Salin tanpa perubahan bagian bacaan tentang metode simulasi yang dimulai dengan "Simulasi ini lebih" dan berlanjut sampai "simulasi (Simulasi games)".

╭─ Bacaan

Simulasi ini lebih menitik beratkan pada tujuan untuk mengingat atau
menciptakan kembali gambaran masa silam yang memungkinkan terjadi pada masa
yang akan datang atau peristiwa yang aktual dan bermakna bagi kehidupan
sekarang.
2. Sosiodrama
Dalam pembelajarannya yang
dilakukan oleh kelompok untuk melakukan aktivitas belajar memecahkan masalah
yang berhubungan dengan masalah individu sebagai makhluk sosial. Misalnya,
hubungan anak dan orangtua, antara siswa dengan teman kelompoknya.
3. Permainan
simulasi (Simulasi games)
Dalam pembelajarannya siswa
bermain peran sesuai dengan peran yang ditugaskan sebagai balajar membuat suatu
keputusan.
-
Karakteristik
Metode Simulasi
Metode mengajar
simulasi banyak digunakan pada pembelajaran IPS, PKn, Pendidikan Agama, dan
Pendidikan Apresiasi. Pembinaan kemampuan bekerjasama, komunikasi dan interaksi
merupakan bagian dari keterampilan yang akan dihasilkan melalui
pembelajarn simulasi. Metode mengajar simulasi lebih banyak menuntut aktivitas
siswa sehingga metode simulasi sebagai metode yang berlandaskan pada pendekatan
CBSA dan keterampilan proses.

╰─
╭─ Data yang Diberikan

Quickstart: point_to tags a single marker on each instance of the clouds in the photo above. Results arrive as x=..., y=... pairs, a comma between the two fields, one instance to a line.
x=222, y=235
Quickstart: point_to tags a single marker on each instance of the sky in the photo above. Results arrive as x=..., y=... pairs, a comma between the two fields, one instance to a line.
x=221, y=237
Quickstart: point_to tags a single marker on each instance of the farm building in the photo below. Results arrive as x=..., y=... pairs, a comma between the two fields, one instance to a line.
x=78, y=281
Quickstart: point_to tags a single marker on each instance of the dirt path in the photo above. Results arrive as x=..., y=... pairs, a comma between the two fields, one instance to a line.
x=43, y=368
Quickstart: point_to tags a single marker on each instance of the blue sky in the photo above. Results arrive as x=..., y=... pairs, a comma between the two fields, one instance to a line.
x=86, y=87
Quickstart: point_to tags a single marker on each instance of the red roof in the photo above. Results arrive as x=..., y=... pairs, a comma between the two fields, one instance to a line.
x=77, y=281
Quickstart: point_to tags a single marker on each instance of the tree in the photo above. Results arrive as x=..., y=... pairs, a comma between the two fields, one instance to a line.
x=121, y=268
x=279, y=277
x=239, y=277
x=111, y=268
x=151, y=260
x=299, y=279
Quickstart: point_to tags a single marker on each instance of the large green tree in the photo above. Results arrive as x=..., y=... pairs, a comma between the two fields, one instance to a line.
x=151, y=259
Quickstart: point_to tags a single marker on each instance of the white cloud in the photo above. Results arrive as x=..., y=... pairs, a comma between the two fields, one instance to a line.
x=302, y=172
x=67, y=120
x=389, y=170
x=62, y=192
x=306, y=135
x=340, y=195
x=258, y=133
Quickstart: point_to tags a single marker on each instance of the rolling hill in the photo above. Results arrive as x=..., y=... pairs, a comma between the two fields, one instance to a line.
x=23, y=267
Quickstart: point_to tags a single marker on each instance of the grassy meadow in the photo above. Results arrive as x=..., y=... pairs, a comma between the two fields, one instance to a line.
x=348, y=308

╰─

**Hasil Akhir**
Simulasi ini lebih menitik beratkan pada tujuan untuk mengingat atau
menciptakan kembali gambaran masa silam yang memungkinkan terjadi pada masa
yang akan datang atau peristiwa yang aktual dan bermakna bagi kehidupan
sekarang.
2. Sosiodrama
Dalam pembelajarannya yang
dilakukan oleh kelompok untuk melakukan aktivitas belajar memecahkan masalah
yang berhubungan dengan masalah individu sebagai makhluk sosial. Misalnya,
hubungan anak dan orangtua, antara siswa dengan teman kelompoknya.
3. Permainan
simulasi (Simulasi games)